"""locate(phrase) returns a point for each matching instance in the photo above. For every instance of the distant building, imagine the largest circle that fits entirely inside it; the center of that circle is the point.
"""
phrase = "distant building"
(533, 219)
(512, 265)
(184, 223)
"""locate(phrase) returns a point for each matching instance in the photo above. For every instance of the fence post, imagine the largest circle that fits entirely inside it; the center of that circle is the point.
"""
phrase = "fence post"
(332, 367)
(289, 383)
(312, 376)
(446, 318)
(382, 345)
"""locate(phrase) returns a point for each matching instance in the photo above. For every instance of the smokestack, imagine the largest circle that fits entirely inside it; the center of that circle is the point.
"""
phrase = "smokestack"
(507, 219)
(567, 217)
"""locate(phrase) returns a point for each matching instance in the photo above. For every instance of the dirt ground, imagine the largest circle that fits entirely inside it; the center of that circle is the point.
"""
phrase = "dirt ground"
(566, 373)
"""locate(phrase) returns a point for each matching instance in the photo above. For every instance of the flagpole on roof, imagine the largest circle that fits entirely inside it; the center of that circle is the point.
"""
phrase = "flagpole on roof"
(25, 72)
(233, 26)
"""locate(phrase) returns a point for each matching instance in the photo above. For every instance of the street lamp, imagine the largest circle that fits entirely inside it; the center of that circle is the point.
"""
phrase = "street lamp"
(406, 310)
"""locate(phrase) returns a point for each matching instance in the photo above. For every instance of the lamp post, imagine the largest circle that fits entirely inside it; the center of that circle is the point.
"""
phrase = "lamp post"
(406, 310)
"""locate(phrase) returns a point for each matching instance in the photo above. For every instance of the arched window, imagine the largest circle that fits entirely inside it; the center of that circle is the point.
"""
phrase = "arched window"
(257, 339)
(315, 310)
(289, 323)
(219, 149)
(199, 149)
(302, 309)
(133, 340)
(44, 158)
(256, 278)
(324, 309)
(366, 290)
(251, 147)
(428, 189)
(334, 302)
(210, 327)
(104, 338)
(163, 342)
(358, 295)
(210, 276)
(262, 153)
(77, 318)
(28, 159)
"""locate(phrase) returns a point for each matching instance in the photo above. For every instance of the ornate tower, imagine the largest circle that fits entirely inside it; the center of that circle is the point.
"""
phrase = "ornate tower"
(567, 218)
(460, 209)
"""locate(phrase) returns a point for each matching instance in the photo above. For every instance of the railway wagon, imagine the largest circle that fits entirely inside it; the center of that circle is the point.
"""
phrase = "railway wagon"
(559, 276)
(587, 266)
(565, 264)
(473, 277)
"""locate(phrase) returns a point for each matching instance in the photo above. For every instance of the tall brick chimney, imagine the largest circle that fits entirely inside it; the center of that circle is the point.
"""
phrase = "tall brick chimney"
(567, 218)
***
An exact transcription of all the material above is the expected answer.

**Output below:**
"""locate(phrase) returns a point for each matching instance in the photo above. For every instance of the distant building, imagine the largest circle that fits entirely inside it; the center of that circle is the point.
"""
phrase = "distant building"
(533, 219)
(512, 265)
(184, 223)
"""locate(phrase) returns a point for each matching instance in the photo above. For every instance of the fence post, imagine the largest circle that fits entirely inside it; the center of that circle is the point.
"""
phrase = "fence post"
(332, 367)
(289, 383)
(312, 376)
(446, 318)
(382, 345)
"""locate(phrase) returns a point for each matching instance in the photo above. For every instance of the smokestack, imagine the largest circle that fits entirely inside it; the center of that circle is the point.
"""
phrase = "smokestack"
(507, 219)
(567, 217)
"""locate(phrase) returns a point for each matching instance in the photo above. For every instance of the dirt ground, imagine the largest circle that fits entirely inside it; the center of that circle is the point.
"""
phrase = "dirt ground"
(566, 373)
"""locate(phrase) returns a point for each matching instance in the photo above. For every instance of the flagpole on roof, imagine the largest circle that fits entirely inside it; the center of that circle is the point.
"""
phrase = "flagpole on roof"
(25, 72)
(233, 26)
"""locate(phrase) returns a point for each matching instance in the photo above. For every instance of the street lamp, imagine the largest circle that fits entirely inside it; the center of that circle is the point.
"""
phrase = "street lamp"
(406, 310)
"""locate(phrase) returns a point for each matching instance in the photo above. For every instance of the lamp post, imagine the largest circle that fits entirely inside it; the center of that circle is the point.
"""
phrase = "lamp post"
(406, 310)
"""locate(phrase) returns a point for each matching instance in the photo above. For every instance of the arched window, imagine the largest circle that fits entirely inside it; the center of that circle is the point.
"""
phrase = "arched window"
(257, 339)
(315, 310)
(289, 323)
(219, 149)
(199, 149)
(302, 309)
(133, 340)
(44, 158)
(256, 278)
(324, 309)
(366, 290)
(251, 147)
(428, 189)
(334, 302)
(210, 327)
(104, 338)
(163, 342)
(358, 295)
(210, 276)
(262, 153)
(77, 318)
(28, 159)
"""locate(phrase) returns a point for each matching instance in the photo above. For every instance of the ornate tower, imagine the largest circle that fits entirely inside it; the center of that circle is the point.
"""
phrase = "ornate tower"
(567, 218)
(460, 209)
"""locate(phrase) returns a point for each matching instance in the photo above. For every instance of the railway wagon, imagine the largest circle that fits entirely inside it; the center of that circle is the point.
"""
phrase = "railway wagon"
(559, 276)
(587, 266)
(565, 264)
(473, 277)
"""locate(phrase) returns a point for each matching instance in the photo above. For every instance of the tall brick chimney, imagine the largest circle that fits entirely inside it; the center of that circle is the point.
"""
phrase = "tall brick chimney"
(567, 218)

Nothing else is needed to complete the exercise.